◆ WHAT YOU NEED TO DO: Render the listing as a numbered list, skipping blank lines. Start at its first line and end at the line that contains "66L142 86L171 93V87L162", both included, and leave out the pictures.

◆ PROVIDED DATA:
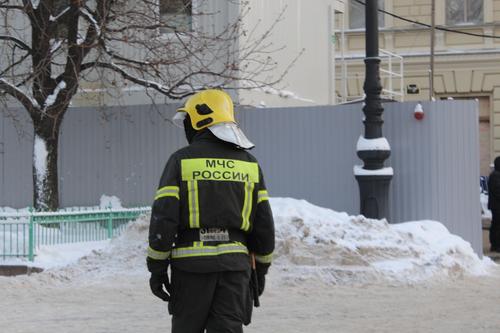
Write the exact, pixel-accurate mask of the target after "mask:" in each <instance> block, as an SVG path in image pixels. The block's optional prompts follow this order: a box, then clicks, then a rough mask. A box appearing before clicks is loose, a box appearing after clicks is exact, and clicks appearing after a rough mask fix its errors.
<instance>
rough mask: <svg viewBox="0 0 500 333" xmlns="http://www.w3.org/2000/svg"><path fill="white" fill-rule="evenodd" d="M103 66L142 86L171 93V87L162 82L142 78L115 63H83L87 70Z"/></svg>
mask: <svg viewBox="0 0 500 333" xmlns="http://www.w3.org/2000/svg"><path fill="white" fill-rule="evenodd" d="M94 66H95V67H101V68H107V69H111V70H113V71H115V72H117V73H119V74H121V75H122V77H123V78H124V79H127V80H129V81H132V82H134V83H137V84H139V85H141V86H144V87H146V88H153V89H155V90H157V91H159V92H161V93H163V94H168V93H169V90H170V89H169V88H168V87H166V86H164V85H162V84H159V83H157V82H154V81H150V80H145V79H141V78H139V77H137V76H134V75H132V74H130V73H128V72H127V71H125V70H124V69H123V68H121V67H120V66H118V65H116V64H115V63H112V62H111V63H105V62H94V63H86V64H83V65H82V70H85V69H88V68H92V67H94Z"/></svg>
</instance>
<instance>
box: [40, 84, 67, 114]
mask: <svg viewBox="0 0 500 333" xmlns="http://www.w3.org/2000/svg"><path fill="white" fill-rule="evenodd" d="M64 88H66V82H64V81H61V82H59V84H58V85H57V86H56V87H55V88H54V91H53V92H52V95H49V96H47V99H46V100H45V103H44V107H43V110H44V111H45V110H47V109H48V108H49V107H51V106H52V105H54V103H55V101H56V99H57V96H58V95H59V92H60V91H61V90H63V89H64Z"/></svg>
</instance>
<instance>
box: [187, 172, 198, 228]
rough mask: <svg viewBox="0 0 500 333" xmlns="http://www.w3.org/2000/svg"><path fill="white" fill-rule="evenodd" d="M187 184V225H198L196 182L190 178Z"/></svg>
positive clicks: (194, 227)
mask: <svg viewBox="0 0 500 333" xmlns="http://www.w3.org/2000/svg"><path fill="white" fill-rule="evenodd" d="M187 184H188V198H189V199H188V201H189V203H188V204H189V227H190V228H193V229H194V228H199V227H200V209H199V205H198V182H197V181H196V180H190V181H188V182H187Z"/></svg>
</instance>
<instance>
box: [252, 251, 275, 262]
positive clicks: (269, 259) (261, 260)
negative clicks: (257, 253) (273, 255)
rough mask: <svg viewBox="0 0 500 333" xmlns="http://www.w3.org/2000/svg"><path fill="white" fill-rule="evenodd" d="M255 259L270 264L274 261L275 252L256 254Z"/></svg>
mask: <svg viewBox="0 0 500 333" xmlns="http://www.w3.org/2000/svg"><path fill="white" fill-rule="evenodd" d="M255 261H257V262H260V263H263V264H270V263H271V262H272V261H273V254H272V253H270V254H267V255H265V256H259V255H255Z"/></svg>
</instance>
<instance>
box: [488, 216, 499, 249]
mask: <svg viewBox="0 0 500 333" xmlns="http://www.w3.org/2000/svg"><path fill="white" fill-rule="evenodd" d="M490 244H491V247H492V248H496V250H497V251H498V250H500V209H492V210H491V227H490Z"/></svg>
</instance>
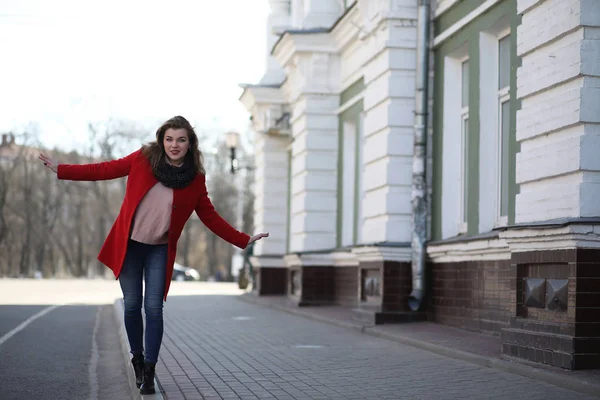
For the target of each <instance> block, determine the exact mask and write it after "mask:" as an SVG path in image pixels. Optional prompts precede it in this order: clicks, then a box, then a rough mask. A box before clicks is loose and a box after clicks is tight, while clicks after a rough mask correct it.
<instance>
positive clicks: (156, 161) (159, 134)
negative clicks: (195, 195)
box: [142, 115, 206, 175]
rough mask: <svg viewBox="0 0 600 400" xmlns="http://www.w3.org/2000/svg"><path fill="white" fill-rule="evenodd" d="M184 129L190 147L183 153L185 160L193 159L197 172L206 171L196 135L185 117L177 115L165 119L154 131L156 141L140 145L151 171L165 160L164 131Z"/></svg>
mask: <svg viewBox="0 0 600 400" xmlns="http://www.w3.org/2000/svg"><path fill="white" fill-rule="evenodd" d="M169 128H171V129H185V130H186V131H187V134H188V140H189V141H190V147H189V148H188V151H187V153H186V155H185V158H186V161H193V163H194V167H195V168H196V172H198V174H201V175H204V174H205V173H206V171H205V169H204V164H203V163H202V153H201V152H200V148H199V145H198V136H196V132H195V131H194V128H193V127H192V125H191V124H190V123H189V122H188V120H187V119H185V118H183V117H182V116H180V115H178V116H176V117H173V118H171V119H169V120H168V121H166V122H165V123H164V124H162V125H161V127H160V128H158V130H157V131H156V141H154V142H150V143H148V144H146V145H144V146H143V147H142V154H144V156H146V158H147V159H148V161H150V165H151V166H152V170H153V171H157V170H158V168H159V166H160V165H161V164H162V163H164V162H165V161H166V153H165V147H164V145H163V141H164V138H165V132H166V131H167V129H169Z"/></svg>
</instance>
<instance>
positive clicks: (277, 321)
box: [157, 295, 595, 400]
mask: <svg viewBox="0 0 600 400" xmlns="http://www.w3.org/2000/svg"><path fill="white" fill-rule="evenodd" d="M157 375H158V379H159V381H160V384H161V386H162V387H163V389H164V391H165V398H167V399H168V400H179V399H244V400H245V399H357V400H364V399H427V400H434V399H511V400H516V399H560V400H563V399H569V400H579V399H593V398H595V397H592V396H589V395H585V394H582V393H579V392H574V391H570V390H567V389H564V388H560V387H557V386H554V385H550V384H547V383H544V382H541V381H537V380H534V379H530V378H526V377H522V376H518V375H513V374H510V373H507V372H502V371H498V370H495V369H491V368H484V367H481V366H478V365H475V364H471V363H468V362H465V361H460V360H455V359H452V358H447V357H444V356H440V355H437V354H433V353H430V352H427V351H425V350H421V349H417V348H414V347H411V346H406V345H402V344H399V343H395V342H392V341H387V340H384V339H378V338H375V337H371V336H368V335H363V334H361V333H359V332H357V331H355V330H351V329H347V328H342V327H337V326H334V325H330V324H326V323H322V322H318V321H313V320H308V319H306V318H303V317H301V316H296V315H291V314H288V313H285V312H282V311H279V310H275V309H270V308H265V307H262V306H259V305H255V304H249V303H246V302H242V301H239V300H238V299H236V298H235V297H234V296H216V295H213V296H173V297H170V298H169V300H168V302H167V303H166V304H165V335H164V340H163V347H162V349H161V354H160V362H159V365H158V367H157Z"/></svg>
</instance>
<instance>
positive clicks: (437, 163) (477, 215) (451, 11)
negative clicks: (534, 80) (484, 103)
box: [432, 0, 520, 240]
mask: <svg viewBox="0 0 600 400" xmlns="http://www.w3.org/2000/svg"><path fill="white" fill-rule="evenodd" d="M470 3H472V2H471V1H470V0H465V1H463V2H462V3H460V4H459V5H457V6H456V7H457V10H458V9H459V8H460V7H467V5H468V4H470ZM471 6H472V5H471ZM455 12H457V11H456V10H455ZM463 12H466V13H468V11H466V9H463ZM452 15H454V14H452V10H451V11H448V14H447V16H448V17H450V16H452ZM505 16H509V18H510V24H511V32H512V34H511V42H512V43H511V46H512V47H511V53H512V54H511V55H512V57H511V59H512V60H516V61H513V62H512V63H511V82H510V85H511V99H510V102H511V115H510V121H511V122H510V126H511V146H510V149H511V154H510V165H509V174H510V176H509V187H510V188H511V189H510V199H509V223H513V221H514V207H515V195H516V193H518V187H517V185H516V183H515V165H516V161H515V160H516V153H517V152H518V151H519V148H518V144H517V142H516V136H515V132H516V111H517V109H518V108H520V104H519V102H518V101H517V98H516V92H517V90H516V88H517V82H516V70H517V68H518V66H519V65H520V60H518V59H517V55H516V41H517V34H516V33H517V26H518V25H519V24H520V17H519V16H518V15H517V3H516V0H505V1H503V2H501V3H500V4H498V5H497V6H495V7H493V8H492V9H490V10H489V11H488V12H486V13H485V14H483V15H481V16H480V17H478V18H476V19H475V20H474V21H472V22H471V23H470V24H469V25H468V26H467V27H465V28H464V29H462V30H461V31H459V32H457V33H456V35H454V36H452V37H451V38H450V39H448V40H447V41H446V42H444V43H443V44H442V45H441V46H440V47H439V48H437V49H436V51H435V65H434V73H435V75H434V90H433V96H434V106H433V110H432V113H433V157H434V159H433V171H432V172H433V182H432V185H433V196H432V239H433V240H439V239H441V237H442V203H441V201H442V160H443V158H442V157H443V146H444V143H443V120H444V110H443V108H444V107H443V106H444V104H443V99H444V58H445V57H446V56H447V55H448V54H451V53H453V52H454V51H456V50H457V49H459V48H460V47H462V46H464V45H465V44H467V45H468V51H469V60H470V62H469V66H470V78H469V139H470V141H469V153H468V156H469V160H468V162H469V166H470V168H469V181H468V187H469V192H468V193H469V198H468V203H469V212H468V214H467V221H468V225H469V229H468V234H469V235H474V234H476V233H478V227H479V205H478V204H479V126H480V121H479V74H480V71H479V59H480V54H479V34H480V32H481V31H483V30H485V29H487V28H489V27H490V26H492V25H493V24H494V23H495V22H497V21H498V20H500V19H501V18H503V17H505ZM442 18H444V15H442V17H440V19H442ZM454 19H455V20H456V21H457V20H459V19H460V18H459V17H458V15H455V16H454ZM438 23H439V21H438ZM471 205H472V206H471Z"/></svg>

◆ PROBLEM SOLUTION:
1. Write the exact, pixel-accurate mask of the target after "mask:" in each <instance> block, as an SVG path in image pixels. The block's optional prompts follow this order: a box, then clicks, then a rough mask. A box appearing before clicks is loose, a box appearing after clicks is exact, and clicks appearing after a rough mask fix its errors.
2. <instance>
3. rough mask: <svg viewBox="0 0 500 333" xmlns="http://www.w3.org/2000/svg"><path fill="white" fill-rule="evenodd" d="M103 66L142 86L171 93V87L162 82L142 78L115 63H83L87 70Z"/></svg>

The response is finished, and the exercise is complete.